*Early 2015 – Twitter has a new interface so I need to update these screenshots. In the meantime, it’s still a helpful tutorial!
Most of you reading this have a Twitter account. You may be a Twitter addict or simply one of those bloggers who signed up for an account but hasn’t really “gotten” it. Just like I did with the Pinterest guide, I’m going to outline some basic Twitter “stuff” as well as tips for bloggers in particular.
This post is broken up into two parts – for beginners and then for bloggers. If you “get” Twitter, you can skip this next section and go down to the bottom where it says Tweeting for Bloggers.
I don’t get Twitter. Help!
I hear this a lot from the older generation (no offense mid-lifers)! If you are used to Facebook, Twitter seems rather lacking. After all, it’s just status updates right? Not at all.
Think of Twitter as a running conversation. It’s not about just spouting off status updates, it’s one big global chit-chat. People tweet updates, breaking news, helpful info, and converse with one another. Whereas Facebook is a platform to connect with family and friends, Twitter is designed to connect you to interesting people. It’s not about your friends. It’s about your interests.
Understanding the Twitter layout.
- This is the notifications button. When you click on it, it will show you a list of tweets where your name is mentioned. It’s basically like your Twitter inbox. Anyone who has said something to you directly will appear in the connect area.
- Clicking on the link will take you to your profile page. This is where you set up your profile photo, your bio, etc. It also has a list of all your tweets plus your following and followers.
- This box is where you write your tweet!
- If you are looking for people to follow, this little link will pull similar profiles of your current following. You can look through and pick new people to follow if their bio seems interesting to you.

════════

__TASKS FOR THIS EXERCISE__
**1.** Answer these questions about the Twitter tutorial:
(a) Which two groups of readers is the post divided into?
(b) What is Twitter designed to connect you to, unlike Facebook?
(c) What does clicking the notifications button show?
**2.** Write out the Twitter tutorial word for word from "Understanding the Twitter" to "interesting to you.".

[Recorded data]
════════

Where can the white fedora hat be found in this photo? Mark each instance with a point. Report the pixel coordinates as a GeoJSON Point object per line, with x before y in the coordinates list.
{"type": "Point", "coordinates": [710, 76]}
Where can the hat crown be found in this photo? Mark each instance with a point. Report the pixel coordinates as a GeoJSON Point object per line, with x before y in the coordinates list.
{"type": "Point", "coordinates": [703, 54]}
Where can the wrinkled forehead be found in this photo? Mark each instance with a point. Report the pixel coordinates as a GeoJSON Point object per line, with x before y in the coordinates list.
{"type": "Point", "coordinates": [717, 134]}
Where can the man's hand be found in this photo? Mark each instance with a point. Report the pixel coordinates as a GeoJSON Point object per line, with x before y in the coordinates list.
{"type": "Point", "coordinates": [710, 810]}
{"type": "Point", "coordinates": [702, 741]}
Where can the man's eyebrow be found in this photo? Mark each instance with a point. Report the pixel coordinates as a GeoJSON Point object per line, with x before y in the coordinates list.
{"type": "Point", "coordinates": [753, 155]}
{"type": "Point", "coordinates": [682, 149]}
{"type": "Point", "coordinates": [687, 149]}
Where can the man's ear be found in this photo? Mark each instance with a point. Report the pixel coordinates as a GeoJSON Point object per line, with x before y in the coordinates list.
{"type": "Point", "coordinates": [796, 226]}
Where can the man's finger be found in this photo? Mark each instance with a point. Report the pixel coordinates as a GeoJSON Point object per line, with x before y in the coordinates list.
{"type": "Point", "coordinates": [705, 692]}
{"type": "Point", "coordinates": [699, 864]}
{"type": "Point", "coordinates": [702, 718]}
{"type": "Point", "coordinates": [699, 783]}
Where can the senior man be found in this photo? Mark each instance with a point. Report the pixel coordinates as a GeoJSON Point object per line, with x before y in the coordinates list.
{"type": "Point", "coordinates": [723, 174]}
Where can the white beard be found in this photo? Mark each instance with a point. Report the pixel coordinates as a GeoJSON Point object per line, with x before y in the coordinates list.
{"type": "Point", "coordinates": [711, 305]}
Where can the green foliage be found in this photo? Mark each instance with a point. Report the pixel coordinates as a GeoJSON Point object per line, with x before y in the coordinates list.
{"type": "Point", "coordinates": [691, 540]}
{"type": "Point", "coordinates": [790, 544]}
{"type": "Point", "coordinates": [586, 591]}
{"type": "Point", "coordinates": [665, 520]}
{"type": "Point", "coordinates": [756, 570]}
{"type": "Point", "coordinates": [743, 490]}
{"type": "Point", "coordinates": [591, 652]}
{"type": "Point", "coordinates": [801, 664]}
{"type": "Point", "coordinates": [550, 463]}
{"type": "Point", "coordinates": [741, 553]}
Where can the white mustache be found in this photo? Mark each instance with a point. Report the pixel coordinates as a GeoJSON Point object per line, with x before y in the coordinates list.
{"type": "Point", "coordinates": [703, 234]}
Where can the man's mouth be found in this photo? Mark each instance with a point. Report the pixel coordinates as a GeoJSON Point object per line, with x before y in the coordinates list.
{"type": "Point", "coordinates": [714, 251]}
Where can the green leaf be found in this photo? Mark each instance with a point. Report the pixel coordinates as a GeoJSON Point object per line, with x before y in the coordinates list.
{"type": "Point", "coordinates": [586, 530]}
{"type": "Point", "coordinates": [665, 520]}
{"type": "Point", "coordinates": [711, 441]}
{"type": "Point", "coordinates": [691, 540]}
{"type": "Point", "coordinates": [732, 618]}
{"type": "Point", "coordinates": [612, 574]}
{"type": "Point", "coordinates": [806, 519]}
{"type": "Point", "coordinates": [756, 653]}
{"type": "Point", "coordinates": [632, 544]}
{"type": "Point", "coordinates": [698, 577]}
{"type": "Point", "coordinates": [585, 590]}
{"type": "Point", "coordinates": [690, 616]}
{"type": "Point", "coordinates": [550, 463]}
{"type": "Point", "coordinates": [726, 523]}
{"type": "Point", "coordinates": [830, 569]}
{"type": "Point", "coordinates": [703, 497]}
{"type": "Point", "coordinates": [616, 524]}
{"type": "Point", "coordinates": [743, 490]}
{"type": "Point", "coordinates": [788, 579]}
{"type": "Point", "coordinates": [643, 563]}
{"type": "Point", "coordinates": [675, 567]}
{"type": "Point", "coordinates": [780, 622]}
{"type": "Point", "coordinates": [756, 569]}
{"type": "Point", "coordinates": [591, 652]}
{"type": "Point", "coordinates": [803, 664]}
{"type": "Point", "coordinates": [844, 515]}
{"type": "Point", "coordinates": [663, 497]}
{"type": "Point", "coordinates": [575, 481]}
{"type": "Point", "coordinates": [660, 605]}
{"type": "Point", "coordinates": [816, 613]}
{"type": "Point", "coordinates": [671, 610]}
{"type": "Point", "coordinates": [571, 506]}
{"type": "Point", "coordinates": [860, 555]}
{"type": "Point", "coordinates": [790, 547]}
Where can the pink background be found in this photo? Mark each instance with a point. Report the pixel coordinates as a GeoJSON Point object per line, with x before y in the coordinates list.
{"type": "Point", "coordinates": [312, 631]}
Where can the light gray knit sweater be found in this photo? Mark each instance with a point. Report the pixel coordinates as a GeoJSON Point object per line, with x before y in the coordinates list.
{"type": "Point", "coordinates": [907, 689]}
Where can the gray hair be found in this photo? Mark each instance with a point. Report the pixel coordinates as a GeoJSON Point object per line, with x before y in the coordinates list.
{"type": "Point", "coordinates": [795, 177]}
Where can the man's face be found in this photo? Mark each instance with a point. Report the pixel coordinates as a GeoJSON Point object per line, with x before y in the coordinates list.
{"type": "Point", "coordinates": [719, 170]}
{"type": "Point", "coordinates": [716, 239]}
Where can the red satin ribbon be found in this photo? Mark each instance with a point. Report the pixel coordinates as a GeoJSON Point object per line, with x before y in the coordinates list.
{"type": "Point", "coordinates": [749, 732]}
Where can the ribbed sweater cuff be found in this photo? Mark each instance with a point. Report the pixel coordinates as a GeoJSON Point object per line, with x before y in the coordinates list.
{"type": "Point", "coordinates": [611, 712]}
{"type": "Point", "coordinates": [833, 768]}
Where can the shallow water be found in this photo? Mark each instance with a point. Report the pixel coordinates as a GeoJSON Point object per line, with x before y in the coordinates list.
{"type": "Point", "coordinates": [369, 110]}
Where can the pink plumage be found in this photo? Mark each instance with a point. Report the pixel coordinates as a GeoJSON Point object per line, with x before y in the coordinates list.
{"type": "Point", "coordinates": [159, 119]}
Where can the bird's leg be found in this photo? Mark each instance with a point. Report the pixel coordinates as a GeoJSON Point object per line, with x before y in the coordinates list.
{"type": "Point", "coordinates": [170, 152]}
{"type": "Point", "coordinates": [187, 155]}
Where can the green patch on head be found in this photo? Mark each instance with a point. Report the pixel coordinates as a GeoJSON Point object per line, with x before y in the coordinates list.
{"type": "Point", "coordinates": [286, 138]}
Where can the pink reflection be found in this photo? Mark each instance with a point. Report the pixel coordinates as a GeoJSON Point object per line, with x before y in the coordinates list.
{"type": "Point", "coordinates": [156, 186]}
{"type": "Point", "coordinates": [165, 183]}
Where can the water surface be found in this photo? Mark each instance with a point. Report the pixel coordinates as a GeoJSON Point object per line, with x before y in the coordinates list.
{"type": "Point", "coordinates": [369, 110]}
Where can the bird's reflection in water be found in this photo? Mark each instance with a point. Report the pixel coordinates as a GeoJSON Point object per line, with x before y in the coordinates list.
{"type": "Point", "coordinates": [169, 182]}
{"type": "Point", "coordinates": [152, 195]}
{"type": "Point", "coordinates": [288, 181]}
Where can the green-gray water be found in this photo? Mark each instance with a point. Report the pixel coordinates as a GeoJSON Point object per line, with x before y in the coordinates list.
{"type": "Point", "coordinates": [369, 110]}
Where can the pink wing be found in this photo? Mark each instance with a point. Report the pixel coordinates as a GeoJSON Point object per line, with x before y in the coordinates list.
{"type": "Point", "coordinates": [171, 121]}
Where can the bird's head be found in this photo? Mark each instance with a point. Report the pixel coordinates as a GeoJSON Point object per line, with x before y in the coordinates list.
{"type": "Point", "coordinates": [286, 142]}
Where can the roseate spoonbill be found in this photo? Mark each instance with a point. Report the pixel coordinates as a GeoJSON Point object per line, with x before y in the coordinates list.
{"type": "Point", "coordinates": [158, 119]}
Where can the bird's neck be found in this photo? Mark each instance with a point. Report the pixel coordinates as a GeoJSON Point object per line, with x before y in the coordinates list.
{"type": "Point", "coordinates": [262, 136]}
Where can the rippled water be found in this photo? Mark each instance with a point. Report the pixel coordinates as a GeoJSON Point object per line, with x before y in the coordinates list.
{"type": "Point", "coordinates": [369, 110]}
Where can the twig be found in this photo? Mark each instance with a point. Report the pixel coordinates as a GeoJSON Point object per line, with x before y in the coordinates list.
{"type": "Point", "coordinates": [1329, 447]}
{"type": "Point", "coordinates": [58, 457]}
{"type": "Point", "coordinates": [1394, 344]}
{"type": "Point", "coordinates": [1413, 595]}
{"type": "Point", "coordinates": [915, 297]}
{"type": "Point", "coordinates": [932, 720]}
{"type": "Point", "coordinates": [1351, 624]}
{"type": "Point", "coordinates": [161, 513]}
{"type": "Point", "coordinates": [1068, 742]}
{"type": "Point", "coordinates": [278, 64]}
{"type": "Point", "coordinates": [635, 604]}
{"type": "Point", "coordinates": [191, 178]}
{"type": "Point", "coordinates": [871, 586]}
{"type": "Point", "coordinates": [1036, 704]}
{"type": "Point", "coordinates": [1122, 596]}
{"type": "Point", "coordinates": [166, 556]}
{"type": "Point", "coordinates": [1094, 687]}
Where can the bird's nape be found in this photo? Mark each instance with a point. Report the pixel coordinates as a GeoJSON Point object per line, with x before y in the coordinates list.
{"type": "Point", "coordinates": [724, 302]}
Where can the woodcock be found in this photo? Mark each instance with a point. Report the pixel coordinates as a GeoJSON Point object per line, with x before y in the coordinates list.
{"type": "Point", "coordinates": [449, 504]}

════════

__COMPLETED EXERCISE__
**1.**
(a) Beginners and bloggers.
(b) Interesting people.
(c) A list of tweets where your name is mentioned.

**2.**
Understanding the Twitter layout.
- This is the notifications button. When you click on it, it will show you a list of tweets where your name is mentioned. It’s basically like your Twitter inbox. Anyone who has said something to you directly will appear in the connect area.
- Clicking on the link will take you to your profile page. This is where you set up your profile photo, your bio, etc. It also has a list of all your tweets plus your following and followers.
- This box is where you write your tweet!
- If you are looking for people to follow, this little link will pull similar profiles of your current following. You can look through and pick new people to follow if their bio seems interesting to you.